### EXERCISE
Convert the records below into a two-column CSV with the headers "text" and "boxes". Give each labeling line its own row, with that line in one quoted field and all the boxes listed under it in a second quoted field, turning line breaks into spaces and leaving out the pictures.

### RAW DATA
::::::::::
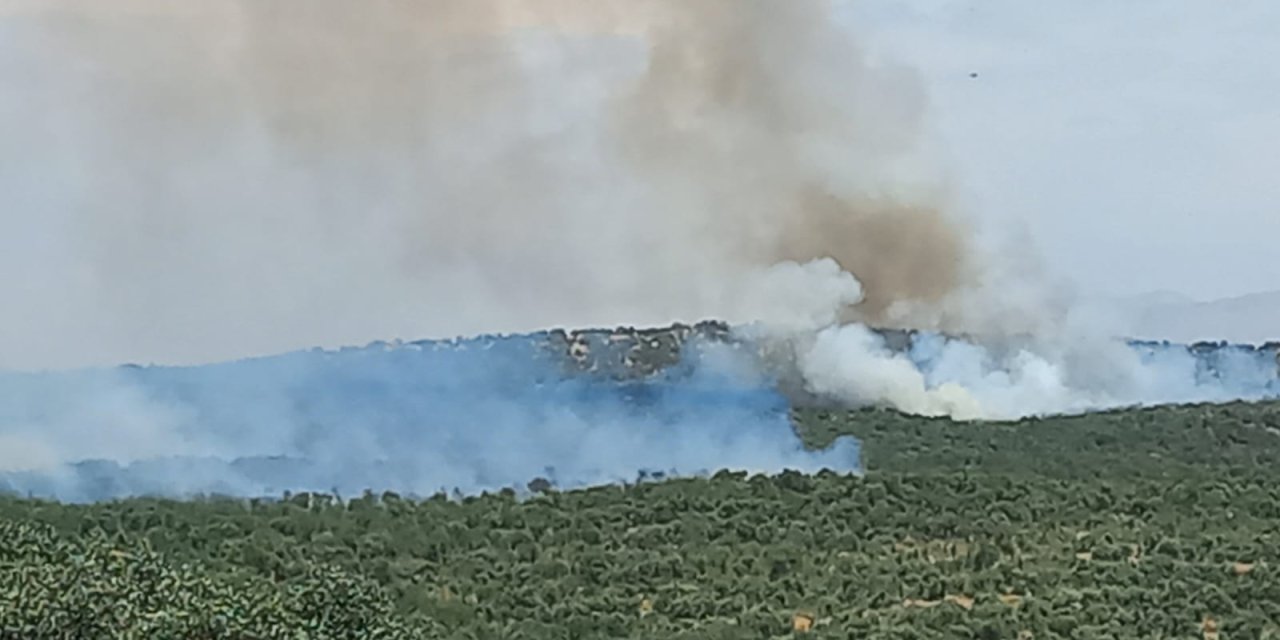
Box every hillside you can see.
[0,403,1280,639]
[1126,291,1280,344]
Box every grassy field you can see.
[0,403,1280,639]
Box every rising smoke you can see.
[0,0,1274,495]
[0,0,977,367]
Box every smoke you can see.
[0,0,977,369]
[0,334,860,500]
[0,0,1275,498]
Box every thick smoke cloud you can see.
[0,0,975,369]
[0,0,1276,498]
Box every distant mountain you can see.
[1120,291,1280,344]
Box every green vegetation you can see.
[0,403,1280,639]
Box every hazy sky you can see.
[0,0,1280,369]
[855,0,1280,298]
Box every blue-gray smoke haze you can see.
[0,334,859,500]
[0,325,1280,500]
::::::::::
### ANSWER TO THIS TASK
text,boxes
"Box every hillside you can see.","[0,403,1280,639] [1126,291,1280,344]"
"Box every grassy field you can see.","[0,403,1280,639]"
"Box every rising smoke you can see.","[0,0,1274,495] [0,0,977,367]"
"Box every smoke you can see.","[0,0,977,369] [0,334,860,500] [0,0,1275,498]"
"Box every thick smoke cloud you can see.","[0,0,975,369] [0,0,1276,498]"
"Box every distant mountain you can see.","[1120,291,1280,344]"
"Box every green vegetation you can see.","[0,403,1280,639]"
"Box every hazy sky you can see.","[0,0,1280,369] [855,0,1280,298]"
"Box every blue-gray smoke haze you can see.","[0,334,859,500] [0,325,1280,500]"